[BEGIN DOCUMENT EXCERPT]

Politics

Sinn Féin: London, Dublin should plan for reunification vote

By Javier Aja

Belfast, Northern Ireland, May 4 (EFE).- Sinn Féin sits on the cusp of a potentially historic election that could see it become the leading force in Northern Ireland for the first time since the country was established 100 years ago, a result that would bring the question of Irish reunification to forefront of the political agenda, the Northern Irish finance minister Conor Murphy tells Efe.

“The issue of the constitutional position in Ireland is always a huge issue, because our country was unfairly divided 100 years ago and we still suffer from the consequences of that division,” Murphy says following a campaign act with Michelle O’Neill, the vice president of the nationalist and republican party whose core cause is Irish reunification.

Polling ahead of Thursday’s Northern Ireland Assembly elections suggest Sinn Féin will be in a position to propose O’Neill as the country’s new first minister in the power-sharing government, a format enshrined by the 1998 Good Friday Agreement, an international peace deal that brought a tentative end to decades of sectarian violence in the region.

Sinn Féin would have to rely on the Democratic Unionist Party accepting the post of deputy first minister should the party, which is diametrically opposed to Sinn Féin, finish second in the polls.

While both positions carry the same weight in the power-sharing executive, the DUP, which is ardently in favor of Northern Ireland remaining part of the United Kingdom, may find it hard to stomach the idea of losing an election to Sinn Féin for the first time.

[END DOCUMENT EXCERPT]
[BEGIN DATA SHOWN]

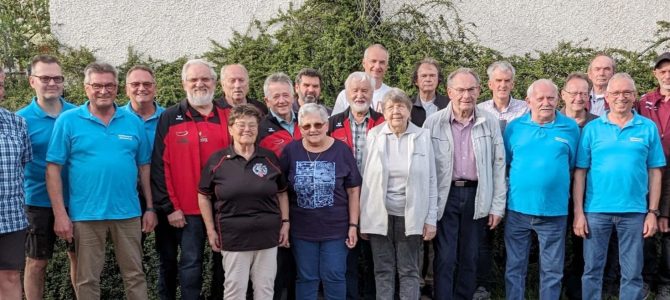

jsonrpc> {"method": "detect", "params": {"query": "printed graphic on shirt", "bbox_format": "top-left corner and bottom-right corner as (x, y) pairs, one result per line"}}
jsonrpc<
(294, 161), (335, 209)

[END DATA SHOWN]

**YOUR TASK:** Can you return the full news article about Sinn Féin and a reunification vote, reproduced word for word from start to finish?

**EXERCISE RESULT:**
Politics

Sinn Féin: London, Dublin should plan for reunification vote

By Javier Aja

Belfast, Northern Ireland, May 4 (EFE).- Sinn Féin sits on the cusp of a potentially historic election that could see it become the leading force in Northern Ireland for the first time since the country was established 100 years ago, a result that would bring the question of Irish reunification to forefront of the political agenda, the Northern Irish finance minister Conor Murphy tells Efe.

“The issue of the constitutional position in Ireland is always a huge issue, because our country was unfairly divided 100 years ago and we still suffer from the consequences of that division,” Murphy says following a campaign act with Michelle O’Neill, the vice president of the nationalist and republican party whose core cause is Irish reunification.

Polling ahead of Thursday’s Northern Ireland Assembly elections suggest Sinn Féin will be in a position to propose O’Neill as the country’s new first minister in the power-sharing government, a format enshrined by the 1998 Good Friday Agreement, an international peace deal that brought a tentative end to decades of sectarian violence in the region.

Sinn Féin would have to rely on the Democratic Unionist Party accepting the post of deputy first minister should the party, which is diametrically opposed to Sinn Féin, finish second in the polls.

While both positions carry the same weight in the power-sharing executive, the DUP, which is ardently in favor of Northern Ireland remaining part of the United Kingdom, may find it hard to stomach the idea of losing an election to Sinn Féin for the first time.